_MATERIAAL_.
□ □ □ □

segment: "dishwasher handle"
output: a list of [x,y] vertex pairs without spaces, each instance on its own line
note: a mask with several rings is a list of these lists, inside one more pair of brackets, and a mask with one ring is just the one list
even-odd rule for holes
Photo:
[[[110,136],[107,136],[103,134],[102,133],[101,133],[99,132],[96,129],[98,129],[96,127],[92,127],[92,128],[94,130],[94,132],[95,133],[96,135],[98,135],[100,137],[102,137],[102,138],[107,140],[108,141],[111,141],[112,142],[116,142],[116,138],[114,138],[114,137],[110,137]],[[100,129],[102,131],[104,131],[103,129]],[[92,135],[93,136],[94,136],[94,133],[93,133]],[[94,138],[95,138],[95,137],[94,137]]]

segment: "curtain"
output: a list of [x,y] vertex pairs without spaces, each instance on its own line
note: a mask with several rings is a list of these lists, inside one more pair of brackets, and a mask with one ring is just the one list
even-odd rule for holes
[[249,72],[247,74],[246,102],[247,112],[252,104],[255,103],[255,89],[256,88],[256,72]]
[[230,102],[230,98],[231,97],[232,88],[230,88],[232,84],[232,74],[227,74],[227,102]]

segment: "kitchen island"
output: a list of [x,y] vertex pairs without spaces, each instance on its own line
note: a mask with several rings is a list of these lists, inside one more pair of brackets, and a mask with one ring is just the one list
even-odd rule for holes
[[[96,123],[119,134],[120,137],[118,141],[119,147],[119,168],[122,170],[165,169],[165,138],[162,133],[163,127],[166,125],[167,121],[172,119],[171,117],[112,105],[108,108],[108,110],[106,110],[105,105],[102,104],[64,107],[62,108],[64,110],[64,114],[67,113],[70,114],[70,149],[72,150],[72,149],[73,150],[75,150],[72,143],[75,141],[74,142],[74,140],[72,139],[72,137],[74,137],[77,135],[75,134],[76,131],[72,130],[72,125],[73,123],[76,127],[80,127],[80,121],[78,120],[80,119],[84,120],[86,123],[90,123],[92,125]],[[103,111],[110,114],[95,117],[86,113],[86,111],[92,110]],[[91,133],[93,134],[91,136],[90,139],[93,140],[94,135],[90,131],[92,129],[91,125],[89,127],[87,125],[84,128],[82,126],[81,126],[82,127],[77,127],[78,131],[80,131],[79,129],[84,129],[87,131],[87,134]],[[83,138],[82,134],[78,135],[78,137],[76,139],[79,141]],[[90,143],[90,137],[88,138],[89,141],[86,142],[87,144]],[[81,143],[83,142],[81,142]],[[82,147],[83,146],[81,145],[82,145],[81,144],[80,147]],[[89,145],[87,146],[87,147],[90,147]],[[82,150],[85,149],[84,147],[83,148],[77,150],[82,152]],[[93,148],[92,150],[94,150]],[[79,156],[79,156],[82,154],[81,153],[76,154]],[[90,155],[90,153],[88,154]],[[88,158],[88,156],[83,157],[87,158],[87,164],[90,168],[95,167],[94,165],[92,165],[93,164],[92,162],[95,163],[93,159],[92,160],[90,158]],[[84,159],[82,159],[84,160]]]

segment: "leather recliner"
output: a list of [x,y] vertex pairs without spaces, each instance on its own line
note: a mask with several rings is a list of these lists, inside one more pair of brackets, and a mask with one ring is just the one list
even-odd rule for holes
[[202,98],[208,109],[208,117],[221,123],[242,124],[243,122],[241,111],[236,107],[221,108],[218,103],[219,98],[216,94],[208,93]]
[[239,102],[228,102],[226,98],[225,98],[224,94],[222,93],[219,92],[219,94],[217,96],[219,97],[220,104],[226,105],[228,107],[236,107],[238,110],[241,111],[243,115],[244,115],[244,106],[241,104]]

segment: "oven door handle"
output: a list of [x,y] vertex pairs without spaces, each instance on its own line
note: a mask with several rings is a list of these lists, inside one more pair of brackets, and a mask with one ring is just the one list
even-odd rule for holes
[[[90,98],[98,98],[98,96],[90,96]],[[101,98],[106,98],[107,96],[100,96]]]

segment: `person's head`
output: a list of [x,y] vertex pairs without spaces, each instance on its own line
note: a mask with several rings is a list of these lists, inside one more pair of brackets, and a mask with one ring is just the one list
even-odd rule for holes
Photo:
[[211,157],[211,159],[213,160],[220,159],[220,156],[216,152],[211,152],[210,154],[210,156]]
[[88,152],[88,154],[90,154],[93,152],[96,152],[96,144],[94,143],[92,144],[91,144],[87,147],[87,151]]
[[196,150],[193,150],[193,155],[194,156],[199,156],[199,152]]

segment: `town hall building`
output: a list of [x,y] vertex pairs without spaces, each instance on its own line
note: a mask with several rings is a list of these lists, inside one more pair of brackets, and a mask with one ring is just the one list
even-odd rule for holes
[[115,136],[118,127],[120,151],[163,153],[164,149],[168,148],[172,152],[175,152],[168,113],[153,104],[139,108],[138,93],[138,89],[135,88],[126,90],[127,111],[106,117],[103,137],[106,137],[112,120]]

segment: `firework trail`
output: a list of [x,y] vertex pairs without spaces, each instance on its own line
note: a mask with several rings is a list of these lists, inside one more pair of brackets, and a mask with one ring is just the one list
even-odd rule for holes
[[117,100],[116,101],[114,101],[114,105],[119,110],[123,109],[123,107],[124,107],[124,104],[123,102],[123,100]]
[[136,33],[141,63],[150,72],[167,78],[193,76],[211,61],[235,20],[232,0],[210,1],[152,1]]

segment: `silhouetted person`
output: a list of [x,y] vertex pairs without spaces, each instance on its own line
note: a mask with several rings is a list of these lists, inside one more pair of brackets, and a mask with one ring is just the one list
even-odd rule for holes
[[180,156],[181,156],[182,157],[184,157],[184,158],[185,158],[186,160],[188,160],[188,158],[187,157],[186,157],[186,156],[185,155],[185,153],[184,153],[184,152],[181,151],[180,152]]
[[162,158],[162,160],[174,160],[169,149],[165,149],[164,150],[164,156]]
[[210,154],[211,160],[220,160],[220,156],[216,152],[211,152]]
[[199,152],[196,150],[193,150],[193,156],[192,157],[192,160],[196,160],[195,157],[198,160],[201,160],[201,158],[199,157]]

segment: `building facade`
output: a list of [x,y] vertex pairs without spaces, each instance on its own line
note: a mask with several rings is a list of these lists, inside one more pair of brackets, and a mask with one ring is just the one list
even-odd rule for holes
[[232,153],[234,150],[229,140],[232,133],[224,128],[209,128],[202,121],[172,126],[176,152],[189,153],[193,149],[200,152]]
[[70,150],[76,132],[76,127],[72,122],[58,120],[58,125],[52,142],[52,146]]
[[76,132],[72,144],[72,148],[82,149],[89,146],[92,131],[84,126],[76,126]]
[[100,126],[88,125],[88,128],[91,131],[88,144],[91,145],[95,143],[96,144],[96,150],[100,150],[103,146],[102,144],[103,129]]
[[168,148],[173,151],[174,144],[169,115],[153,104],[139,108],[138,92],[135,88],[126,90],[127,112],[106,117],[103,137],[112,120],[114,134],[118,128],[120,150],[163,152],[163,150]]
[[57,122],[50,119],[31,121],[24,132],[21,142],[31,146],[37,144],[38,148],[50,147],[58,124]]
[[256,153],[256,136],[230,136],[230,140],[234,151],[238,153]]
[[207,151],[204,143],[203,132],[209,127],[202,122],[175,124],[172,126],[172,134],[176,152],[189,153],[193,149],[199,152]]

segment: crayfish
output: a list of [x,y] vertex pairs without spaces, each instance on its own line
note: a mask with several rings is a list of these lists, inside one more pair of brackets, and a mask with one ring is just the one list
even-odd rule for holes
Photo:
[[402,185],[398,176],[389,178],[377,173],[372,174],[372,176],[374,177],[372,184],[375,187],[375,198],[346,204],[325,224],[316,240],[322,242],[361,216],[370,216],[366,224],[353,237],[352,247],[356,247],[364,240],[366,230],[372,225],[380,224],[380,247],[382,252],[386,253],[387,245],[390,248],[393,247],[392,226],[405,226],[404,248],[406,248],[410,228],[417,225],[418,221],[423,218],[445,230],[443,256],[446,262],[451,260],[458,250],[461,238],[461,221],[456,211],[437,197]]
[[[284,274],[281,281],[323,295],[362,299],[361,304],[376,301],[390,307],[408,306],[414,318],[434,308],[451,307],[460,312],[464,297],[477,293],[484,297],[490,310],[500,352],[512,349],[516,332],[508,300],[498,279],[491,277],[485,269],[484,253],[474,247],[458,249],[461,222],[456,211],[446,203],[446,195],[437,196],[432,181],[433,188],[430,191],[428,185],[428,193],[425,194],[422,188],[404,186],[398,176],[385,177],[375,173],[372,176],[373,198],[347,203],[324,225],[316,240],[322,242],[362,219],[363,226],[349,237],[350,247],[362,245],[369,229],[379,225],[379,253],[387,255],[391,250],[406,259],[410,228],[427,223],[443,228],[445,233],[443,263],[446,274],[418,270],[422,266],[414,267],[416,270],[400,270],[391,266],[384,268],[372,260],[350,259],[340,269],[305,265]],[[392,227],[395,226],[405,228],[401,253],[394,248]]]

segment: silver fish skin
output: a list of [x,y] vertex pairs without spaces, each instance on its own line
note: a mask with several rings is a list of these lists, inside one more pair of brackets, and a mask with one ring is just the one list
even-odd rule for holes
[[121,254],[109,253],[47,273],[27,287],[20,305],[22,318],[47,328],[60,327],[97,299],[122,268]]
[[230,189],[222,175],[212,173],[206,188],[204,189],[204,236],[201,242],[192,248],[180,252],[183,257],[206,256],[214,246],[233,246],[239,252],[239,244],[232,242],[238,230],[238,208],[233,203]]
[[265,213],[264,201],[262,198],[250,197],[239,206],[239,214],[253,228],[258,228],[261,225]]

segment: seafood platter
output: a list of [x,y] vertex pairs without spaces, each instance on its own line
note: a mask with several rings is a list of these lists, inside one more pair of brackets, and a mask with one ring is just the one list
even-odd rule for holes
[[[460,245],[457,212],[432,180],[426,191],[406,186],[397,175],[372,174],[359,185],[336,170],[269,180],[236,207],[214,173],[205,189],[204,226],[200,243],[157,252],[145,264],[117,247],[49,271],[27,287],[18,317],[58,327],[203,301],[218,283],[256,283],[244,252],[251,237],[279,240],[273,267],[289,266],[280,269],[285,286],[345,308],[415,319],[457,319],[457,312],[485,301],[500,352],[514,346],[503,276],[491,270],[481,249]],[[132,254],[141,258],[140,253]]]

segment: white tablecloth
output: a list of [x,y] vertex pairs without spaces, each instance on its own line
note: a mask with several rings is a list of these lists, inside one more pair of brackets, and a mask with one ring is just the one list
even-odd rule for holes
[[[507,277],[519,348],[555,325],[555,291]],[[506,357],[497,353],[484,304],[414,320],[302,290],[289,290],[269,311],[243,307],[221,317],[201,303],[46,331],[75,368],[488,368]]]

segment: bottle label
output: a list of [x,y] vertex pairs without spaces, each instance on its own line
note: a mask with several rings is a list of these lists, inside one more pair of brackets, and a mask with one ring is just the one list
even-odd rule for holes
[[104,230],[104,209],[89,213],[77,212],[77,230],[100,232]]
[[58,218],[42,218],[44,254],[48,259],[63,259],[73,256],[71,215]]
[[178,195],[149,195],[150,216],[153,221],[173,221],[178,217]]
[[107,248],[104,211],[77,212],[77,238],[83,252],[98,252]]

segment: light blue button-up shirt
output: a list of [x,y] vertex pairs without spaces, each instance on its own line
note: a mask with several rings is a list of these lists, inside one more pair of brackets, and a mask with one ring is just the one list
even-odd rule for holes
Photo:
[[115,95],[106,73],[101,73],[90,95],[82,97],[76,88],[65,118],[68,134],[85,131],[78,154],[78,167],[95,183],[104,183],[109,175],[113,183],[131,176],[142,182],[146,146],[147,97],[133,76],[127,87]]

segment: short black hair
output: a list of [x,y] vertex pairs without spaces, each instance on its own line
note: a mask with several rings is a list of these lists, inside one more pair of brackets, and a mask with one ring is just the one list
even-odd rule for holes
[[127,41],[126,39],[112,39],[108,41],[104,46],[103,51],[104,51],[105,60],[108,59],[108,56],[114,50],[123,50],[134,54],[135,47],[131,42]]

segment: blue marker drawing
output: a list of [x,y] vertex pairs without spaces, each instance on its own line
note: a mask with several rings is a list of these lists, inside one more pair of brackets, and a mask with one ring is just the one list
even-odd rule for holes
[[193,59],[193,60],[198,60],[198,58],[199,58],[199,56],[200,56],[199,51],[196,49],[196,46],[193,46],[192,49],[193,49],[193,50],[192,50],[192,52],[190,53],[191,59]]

□ □ □ □

_OPDRACHT_. Geef het aantal regels in het materiaal hierboven waarin de string "blue" voorkomt, waarbij hoofdletters en kleine letters als verschillend gelden. Noem alleen dat getal.

_VERWACHT ANTWOORD_. 2